Work to be completed
Rewrite the lines from the one containing "for the paved" through the last line, changing "satellite tile" to "aerial image" and leaving everything else as it is.

(Entries from an annotation dataset)
-- START --

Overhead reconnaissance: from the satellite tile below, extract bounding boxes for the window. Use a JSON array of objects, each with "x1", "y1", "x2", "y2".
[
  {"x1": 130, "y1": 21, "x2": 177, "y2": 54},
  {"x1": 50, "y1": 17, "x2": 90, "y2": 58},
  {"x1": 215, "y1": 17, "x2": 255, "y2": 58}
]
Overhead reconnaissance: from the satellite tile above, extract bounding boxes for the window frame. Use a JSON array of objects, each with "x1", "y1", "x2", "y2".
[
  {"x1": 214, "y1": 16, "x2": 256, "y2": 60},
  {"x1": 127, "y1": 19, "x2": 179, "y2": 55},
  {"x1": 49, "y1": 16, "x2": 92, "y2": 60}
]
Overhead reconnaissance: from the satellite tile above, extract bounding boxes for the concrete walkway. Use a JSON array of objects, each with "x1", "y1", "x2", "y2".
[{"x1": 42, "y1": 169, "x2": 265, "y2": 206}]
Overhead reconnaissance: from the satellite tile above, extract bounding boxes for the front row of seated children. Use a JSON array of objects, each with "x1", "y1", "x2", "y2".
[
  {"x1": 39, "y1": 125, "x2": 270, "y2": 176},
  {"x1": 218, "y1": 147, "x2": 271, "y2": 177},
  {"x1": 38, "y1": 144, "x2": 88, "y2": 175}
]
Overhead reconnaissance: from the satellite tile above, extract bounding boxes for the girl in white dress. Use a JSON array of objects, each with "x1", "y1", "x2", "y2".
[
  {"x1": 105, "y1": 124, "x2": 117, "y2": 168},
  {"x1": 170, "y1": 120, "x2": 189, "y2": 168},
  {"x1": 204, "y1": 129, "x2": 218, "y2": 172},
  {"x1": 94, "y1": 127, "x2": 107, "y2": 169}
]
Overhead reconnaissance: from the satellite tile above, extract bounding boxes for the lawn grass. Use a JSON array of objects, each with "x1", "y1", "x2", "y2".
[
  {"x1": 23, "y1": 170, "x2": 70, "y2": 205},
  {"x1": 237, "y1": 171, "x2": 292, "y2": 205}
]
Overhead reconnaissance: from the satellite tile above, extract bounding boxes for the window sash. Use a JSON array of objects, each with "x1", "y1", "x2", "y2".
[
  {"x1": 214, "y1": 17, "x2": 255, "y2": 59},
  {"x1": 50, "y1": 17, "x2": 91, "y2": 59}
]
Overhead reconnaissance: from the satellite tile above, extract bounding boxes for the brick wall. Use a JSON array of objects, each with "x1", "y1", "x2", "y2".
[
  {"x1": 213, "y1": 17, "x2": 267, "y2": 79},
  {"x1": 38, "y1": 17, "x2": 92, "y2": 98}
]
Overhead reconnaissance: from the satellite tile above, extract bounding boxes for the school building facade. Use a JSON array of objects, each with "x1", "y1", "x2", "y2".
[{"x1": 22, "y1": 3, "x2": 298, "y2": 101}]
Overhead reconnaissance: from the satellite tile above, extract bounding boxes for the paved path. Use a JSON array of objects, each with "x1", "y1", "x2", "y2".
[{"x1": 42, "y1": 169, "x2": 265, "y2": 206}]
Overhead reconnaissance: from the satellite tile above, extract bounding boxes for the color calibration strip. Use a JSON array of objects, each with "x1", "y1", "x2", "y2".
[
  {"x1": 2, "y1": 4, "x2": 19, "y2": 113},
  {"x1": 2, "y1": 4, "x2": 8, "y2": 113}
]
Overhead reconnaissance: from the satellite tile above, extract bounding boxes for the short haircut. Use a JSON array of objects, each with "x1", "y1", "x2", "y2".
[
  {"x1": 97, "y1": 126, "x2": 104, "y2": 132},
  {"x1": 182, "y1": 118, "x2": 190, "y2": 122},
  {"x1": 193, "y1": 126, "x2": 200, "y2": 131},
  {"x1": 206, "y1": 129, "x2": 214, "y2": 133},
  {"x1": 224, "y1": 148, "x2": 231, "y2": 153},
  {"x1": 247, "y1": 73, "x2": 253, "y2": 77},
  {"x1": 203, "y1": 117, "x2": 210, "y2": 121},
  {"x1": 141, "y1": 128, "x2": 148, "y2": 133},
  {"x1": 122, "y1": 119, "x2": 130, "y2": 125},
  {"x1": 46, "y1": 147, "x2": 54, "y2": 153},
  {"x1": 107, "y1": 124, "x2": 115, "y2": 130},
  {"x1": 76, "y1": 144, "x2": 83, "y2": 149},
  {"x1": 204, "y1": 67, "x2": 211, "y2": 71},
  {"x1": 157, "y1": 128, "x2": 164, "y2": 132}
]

-- END --

Response
Overhead reconnaissance: from the aerial image above, extract bounding boxes for the paved path. Use a JSON array of objects, each with "x1", "y1", "x2", "y2".
[{"x1": 42, "y1": 169, "x2": 265, "y2": 206}]
Overhead reconnaissance: from the aerial image above, extract bounding boxes for the color calibration strip. Use a JSON array of objects, each with "x1", "y1", "x2", "y2".
[
  {"x1": 2, "y1": 4, "x2": 19, "y2": 113},
  {"x1": 2, "y1": 4, "x2": 8, "y2": 113}
]
Overhead reconnaissance: from the aerial image above, extract bounding boxes for the short haircut. Use a JSON array of objects, each with "x1", "y1", "x2", "y2".
[
  {"x1": 97, "y1": 126, "x2": 104, "y2": 132},
  {"x1": 182, "y1": 118, "x2": 190, "y2": 122},
  {"x1": 193, "y1": 126, "x2": 200, "y2": 131},
  {"x1": 206, "y1": 129, "x2": 214, "y2": 133},
  {"x1": 224, "y1": 148, "x2": 231, "y2": 153},
  {"x1": 247, "y1": 73, "x2": 253, "y2": 77},
  {"x1": 203, "y1": 117, "x2": 210, "y2": 121},
  {"x1": 141, "y1": 128, "x2": 148, "y2": 133},
  {"x1": 122, "y1": 119, "x2": 130, "y2": 125},
  {"x1": 46, "y1": 147, "x2": 54, "y2": 153},
  {"x1": 107, "y1": 124, "x2": 115, "y2": 130},
  {"x1": 76, "y1": 144, "x2": 83, "y2": 149},
  {"x1": 204, "y1": 67, "x2": 211, "y2": 71},
  {"x1": 157, "y1": 128, "x2": 164, "y2": 132}
]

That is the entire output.